**本文抜粋**
その中に、現在の主流の医療保険は多くが終身保障となっていることが触れられています。これに関する問題点として、医療事情が今後変わることが予想されるにもかかわらず超長期の固定契約をしてしまっていいのか、といったことを挙げています。これは、「保険会社」にとっての問題点だといえます。

本書の中には触れられていないのですが、終身医療保険には消費者にとってもうひとつ重大な問題点があると思っています。それは現在主流となっている終身医療保険は、その多くが「解約返戻金」制度を廃止しているためです。これの何が問題になるのでしょうか。それは、終身医療保険に加入した場合、一生涯保険会社を変えてはならない(変えた場合は損になる)ということになるのです。

これは、本書でも述べられている通り、終身の医療保険は「若くて健康なうちから多めに保険料を払込、高齢時に備えて積み立てていく」仕組みになっています。図にしてみると以下のようになります。

**提供エントリ**
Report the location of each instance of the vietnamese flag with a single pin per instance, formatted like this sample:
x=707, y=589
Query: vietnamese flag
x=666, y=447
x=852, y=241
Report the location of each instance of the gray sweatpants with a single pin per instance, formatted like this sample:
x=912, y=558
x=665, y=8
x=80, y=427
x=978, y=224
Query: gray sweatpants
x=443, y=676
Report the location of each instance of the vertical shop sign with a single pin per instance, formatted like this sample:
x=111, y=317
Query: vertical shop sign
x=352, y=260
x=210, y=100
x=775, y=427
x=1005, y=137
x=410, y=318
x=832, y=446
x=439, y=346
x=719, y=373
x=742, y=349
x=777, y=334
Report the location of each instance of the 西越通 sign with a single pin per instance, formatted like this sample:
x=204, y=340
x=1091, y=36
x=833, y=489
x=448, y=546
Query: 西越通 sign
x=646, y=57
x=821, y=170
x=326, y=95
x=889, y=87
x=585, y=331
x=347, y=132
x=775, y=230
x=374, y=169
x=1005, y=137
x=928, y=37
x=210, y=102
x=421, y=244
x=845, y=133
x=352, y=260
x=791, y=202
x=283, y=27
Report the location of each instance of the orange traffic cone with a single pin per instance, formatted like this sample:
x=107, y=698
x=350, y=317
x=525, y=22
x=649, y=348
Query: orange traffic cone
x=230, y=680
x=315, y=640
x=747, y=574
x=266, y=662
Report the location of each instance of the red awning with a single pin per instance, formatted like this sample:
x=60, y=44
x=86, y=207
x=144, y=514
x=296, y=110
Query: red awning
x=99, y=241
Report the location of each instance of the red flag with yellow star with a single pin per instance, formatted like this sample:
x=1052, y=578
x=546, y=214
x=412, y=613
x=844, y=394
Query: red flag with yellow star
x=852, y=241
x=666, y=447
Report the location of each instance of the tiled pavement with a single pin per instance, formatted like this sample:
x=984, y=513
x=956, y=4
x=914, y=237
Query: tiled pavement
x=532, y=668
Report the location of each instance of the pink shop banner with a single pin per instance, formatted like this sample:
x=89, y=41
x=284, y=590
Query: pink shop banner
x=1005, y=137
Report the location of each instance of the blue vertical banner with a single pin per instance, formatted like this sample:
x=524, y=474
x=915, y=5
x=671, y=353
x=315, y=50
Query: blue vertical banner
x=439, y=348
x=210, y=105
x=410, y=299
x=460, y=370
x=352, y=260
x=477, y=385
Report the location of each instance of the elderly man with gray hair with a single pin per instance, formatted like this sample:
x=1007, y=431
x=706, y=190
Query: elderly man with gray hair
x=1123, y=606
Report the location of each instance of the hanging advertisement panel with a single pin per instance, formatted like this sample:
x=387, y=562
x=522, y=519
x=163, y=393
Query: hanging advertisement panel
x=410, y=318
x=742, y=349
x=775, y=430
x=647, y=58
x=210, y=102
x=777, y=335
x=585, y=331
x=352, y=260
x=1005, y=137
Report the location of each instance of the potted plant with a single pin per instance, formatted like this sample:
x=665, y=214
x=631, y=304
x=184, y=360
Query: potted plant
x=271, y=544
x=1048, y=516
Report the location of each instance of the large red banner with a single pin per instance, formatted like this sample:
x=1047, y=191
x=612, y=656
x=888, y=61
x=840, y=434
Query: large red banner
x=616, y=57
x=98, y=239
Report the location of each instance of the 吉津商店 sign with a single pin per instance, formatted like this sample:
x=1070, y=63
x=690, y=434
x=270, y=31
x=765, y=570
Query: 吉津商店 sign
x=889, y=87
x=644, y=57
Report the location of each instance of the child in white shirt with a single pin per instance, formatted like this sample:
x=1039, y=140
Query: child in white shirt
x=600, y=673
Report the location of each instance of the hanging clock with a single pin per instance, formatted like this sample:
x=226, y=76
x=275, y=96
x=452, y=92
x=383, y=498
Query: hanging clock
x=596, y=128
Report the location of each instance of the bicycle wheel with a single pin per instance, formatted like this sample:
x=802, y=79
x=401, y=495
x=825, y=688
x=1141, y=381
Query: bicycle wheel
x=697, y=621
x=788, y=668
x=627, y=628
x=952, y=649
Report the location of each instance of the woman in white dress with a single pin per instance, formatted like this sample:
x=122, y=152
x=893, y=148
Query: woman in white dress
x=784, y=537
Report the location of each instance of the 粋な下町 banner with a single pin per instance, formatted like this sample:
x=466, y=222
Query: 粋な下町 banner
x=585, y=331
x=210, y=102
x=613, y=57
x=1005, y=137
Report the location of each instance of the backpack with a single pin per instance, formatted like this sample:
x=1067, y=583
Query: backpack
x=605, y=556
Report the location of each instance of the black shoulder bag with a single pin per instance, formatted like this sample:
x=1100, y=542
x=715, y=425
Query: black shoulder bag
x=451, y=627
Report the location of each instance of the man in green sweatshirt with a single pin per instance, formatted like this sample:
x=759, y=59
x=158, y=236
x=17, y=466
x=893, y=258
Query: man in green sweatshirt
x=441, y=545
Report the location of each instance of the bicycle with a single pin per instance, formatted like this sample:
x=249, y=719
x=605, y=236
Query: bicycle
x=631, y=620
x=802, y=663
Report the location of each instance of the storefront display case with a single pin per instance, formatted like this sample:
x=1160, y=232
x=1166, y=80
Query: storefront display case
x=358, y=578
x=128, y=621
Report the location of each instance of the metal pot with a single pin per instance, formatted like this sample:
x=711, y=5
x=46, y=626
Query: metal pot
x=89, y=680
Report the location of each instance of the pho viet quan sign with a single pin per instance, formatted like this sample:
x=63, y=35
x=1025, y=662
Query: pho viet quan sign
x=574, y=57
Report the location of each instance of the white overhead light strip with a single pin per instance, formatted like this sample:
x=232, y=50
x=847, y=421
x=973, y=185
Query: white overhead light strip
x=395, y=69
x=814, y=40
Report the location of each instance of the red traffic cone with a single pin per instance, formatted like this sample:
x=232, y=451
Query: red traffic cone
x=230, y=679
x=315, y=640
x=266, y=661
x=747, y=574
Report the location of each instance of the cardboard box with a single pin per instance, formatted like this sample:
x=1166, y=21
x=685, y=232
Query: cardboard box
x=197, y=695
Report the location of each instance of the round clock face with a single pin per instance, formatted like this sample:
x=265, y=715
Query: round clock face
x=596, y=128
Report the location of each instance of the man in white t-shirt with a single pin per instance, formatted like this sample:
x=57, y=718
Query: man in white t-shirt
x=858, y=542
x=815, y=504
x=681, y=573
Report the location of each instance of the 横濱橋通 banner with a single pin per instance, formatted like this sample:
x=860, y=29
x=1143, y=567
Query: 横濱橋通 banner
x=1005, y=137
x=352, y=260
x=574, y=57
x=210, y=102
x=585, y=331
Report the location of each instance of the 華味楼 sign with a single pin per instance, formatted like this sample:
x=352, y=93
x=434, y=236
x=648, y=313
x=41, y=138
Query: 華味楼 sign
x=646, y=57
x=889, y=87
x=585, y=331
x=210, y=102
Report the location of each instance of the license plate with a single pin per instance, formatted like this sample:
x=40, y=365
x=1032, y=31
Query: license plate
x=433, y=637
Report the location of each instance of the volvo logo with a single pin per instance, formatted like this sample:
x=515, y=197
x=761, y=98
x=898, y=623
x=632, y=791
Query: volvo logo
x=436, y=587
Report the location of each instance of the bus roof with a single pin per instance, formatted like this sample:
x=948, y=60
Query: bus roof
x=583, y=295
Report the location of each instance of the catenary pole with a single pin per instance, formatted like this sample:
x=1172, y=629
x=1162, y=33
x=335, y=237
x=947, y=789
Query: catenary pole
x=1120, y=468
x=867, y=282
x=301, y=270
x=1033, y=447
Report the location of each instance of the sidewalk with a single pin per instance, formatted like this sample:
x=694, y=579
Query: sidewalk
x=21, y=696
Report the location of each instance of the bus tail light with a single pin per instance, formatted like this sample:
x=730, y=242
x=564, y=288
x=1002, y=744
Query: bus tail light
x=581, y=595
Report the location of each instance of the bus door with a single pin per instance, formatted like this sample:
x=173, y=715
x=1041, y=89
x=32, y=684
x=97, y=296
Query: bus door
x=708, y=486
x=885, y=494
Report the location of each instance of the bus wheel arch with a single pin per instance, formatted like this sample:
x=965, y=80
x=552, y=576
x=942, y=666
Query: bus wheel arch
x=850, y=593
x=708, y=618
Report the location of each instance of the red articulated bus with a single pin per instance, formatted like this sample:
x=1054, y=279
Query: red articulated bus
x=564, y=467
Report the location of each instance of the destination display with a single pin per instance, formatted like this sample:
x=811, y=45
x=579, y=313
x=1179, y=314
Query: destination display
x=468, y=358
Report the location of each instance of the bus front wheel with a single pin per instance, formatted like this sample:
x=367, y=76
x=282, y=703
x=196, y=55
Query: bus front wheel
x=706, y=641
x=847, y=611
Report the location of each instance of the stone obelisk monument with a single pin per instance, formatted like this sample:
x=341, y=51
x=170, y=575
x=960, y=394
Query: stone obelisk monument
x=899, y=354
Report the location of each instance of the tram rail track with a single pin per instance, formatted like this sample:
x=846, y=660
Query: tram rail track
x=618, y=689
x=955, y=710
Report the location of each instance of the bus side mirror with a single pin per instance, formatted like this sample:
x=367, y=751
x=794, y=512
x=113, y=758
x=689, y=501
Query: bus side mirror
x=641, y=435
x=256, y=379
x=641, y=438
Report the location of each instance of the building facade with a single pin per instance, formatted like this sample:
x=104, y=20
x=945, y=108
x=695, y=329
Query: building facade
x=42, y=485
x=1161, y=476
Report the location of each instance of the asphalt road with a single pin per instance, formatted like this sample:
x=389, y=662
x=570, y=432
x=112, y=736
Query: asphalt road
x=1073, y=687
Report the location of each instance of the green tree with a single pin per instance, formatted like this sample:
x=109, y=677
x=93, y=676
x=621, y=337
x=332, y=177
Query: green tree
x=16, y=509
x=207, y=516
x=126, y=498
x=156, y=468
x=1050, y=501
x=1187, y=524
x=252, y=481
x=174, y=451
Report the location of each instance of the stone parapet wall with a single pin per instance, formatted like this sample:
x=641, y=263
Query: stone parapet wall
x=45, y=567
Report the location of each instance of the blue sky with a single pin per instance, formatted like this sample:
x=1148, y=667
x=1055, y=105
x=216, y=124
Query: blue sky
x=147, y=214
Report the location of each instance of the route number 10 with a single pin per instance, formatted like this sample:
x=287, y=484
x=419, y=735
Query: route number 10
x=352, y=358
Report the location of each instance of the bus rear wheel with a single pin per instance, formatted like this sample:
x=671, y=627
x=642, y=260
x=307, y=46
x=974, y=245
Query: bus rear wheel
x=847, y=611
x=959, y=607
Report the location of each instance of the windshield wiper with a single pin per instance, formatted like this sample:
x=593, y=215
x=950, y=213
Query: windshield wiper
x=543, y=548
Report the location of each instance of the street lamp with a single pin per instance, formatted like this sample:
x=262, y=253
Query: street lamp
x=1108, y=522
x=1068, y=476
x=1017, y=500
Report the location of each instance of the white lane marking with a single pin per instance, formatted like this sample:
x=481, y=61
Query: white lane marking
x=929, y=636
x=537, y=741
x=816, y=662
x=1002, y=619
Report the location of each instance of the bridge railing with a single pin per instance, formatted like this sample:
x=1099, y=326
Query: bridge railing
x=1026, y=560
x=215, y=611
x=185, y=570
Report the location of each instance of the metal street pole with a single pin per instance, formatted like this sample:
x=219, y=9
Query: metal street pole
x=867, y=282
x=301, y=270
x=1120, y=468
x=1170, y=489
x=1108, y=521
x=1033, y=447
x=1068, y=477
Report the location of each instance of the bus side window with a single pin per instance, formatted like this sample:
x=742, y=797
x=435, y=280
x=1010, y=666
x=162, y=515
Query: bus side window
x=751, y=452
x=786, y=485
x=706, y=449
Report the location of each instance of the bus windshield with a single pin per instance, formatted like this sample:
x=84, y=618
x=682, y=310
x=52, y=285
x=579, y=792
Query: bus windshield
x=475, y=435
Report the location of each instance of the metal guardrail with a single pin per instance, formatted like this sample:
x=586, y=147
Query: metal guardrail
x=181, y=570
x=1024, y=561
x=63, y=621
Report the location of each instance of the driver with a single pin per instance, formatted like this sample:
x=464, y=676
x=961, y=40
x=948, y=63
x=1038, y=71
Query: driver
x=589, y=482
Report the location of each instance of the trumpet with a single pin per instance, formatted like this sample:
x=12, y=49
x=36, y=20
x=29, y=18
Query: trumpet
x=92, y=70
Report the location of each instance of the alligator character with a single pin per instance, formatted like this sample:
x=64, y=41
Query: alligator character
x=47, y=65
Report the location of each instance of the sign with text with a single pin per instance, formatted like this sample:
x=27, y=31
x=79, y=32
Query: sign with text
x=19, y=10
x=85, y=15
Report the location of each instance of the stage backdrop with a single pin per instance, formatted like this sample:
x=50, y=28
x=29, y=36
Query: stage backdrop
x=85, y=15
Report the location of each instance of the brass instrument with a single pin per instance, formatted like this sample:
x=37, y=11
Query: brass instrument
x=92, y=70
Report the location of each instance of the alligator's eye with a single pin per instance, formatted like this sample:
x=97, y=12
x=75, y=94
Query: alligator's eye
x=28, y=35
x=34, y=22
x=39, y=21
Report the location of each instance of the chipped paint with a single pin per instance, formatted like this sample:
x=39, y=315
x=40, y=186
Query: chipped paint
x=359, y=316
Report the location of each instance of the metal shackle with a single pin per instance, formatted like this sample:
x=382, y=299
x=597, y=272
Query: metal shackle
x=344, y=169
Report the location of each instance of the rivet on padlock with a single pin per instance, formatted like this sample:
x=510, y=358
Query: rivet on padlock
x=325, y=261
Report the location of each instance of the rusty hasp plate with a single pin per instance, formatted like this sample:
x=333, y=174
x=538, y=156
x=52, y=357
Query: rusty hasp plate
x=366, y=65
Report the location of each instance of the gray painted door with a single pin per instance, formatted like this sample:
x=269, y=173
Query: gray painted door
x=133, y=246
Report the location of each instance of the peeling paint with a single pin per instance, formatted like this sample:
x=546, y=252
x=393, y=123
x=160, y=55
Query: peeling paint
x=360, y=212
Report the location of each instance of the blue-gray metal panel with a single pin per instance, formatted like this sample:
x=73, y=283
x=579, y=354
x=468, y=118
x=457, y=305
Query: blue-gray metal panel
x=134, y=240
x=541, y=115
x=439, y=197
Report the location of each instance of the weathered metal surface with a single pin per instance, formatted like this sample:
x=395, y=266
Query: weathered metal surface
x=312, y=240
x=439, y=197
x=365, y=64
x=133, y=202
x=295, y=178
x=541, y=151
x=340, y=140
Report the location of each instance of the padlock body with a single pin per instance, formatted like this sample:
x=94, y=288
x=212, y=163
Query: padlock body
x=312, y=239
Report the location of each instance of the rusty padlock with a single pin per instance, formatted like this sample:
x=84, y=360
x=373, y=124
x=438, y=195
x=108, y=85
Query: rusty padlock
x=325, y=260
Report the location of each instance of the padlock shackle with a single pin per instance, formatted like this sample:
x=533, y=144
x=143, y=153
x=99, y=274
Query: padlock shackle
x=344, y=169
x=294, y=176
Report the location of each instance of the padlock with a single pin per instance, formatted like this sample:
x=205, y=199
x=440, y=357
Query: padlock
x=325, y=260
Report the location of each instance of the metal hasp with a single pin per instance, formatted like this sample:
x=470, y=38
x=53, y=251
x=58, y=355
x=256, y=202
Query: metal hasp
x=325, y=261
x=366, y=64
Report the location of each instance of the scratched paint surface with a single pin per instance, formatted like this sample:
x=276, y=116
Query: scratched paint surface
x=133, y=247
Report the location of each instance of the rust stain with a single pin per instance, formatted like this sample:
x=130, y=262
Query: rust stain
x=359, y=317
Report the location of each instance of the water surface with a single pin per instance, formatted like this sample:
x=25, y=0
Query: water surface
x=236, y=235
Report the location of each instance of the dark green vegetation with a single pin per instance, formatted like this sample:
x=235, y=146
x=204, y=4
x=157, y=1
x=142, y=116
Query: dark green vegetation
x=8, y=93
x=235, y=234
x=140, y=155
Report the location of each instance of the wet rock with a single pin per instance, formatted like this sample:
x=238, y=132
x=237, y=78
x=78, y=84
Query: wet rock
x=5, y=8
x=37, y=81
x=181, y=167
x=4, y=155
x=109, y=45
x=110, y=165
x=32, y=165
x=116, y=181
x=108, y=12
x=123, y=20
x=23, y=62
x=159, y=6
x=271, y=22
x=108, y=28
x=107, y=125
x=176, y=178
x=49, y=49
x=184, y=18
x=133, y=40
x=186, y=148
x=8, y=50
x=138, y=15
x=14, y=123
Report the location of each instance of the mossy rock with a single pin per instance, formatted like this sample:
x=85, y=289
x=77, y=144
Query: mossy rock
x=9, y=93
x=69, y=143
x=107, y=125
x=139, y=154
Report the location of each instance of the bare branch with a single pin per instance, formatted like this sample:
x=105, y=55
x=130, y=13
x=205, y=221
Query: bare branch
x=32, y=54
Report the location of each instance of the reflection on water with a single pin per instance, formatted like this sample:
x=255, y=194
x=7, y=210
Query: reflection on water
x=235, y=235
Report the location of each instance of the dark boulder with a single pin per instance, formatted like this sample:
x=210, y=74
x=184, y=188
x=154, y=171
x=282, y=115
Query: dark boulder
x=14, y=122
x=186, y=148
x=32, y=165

**必要な作業**
a – 本文抜粋によると、現在主流の終身医療保険の多くが廃止している制度は何ですか。
b – 本文抜粋のうち、「その中に、現在の主流の医療保」から「みると以下のようになります。」までを、両端の語句も含めてそのまま出力してください。
上記のエントリは本文抜粋と関係ありません。

**作業別回答**
a – 「解約返戻金」制度です。

b –
その中に、現在の主流の医療保険は多くが終身保障となっていることが触れられています。これに関する問題点として、医療事情が今後変わることが予想されるにもかかわらず超長期の固定契約をしてしまっていいのか、といったことを挙げています。これは、「保険会社」にとっての問題点だといえます。

本書の中には触れられていないのですが、終身医療保険には消費者にとってもうひとつ重大な問題点があると思っています。それは現在主流となっている終身医療保険は、その多くが「解約返戻金」制度を廃止しているためです。これの何が問題になるのでしょうか。それは、終身医療保険に加入した場合、一生涯保険会社を変えてはならない(変えた場合は損になる)ということになるのです。

これは、本書でも述べられている通り、終身の医療保険は「若くて健康なうちから多めに保険料を払込、高齢時に備えて積み立てていく」仕組みになっています。図にしてみると以下のようになります。